▸ **Requirement 1**
In the account of seeing a new rheumatologist, what diagnosis did the doctor give for the right elbow pain?
▸ **Requirement 2**
List every medication named in the account of seeing a new rheumatologist.
▸ **Requirement 3**
Reproduce the part of the account of seeing a new rheumatologist between "A day later, I" and "To be continued.", inclusive.

··· Document segment

I decided to seek a rheumatologist in a large city, about 1.5-2 hour drive from my house.  I searched very hard on the web, reading reviews about the doctors.  And I found a very well reviewed female rheumatologist in a specialty clinic.  My thinking was that if it was a specialty clinic in such a large city, the chance of her leaving office would be low.  I called the clinic and made an appointment.

The first appointment was a dissapointment. Again, she didn’t examine me physically.  Just listened to my history and medication.  I brought the blood test result at the previous clinic.  She even didn’t look at it.  She appeared indifferent and somewhat cold. But she changed my meds. First she increased methotrexate to 20 mg and then tapered down prednisone to 2.5 mg every other day.  This change worked.  Also, she added etodolac (Lodine) to curb the pain.  I felt more energy despite decreasing prednisone.  After all, I might have made a right decision to choose her despite her cold attitude.  Maybe that’s an urban thing.  I also thought that she mostly saw RA patients and their symptoms might be a lot more severe than mine.  With previous rheumatologist, I saw her at least every three months but the new clinic, lupus patients are seen every four months.  And previously I usually had a blood test 10 days before the appointment so that the doctor knew the most recent data, but the new clinic, blood test is done at the visit, so at the time of appointment, the doctor has to work with 4 month old data and my oral explanation.  Still, it seemed working.

The second appointment, I was happily reported that higher dose of methotrexate, reduced dose of prednisone, and etodolac are all working.  During that time, my right elbow pain was getting serious and I asked what is wrong. She (finally) touched my elbow and the verdict was “tennis elbow”.  I was like, “really???” but she suggested to buy tennis elbow brace and gave me a sheet of exercises so I followed.  Brace helped me to do the work, but didn’t improve the problem.  For exercise, the pain got worse.  So I stopped in about three weeks.  I still wear brace as needed.

A day later, I received a phone call. “Your liver function is not normal.  Rollback methotrexate to 15 mg.” Sigh….I thought I finally got the right combination…I didn’t have any liver symptoms….but I needed to cut down.  The effect was obvious.  But I was determined not to increase prednisone, because there was a DEFINITE improvement in my sleep quality.  Before tapering down prednisone, it was normal to wake up at least twice for bathroom.  No longer.  Maybe once at most.  Water retention in legs must have decreased tremendously.  I don’t want to go back to the previous style.

To be continued.

······
··· Recorded information

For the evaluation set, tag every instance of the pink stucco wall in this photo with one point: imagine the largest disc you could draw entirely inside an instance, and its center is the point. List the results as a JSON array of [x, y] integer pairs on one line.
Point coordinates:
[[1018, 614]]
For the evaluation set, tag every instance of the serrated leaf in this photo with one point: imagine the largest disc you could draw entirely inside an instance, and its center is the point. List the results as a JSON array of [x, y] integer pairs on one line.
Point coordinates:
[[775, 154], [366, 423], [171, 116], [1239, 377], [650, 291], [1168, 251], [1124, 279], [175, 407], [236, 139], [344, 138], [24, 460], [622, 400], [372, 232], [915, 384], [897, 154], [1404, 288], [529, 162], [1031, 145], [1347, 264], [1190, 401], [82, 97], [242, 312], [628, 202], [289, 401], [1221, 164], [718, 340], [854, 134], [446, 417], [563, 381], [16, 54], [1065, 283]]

······
··· Recorded information

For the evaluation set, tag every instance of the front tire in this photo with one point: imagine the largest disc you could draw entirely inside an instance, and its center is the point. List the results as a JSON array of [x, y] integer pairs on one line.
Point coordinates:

······

▸ **Solution 1**
Tennis elbow.

▸ **Solution 2**
Methotrexate, prednisone, etodolac (Lodine)

▸ **Solution 3**
A day later, I received a phone call. “Your liver function is not normal.  Rollback methotrexate to 15 mg.” Sigh….I thought I finally got the right combination…I didn’t have any liver symptoms….but I needed to cut down.  The effect was obvious.  But I was determined not to increase prednisone, because there was a DEFINITE improvement in my sleep quality.  Before tapering down prednisone, it was normal to wake up at least twice for bathroom.  No longer.  Maybe once at most.  Water retention in legs must have decreased tremendously.  I don’t want to go back to the previous style.

To be continued.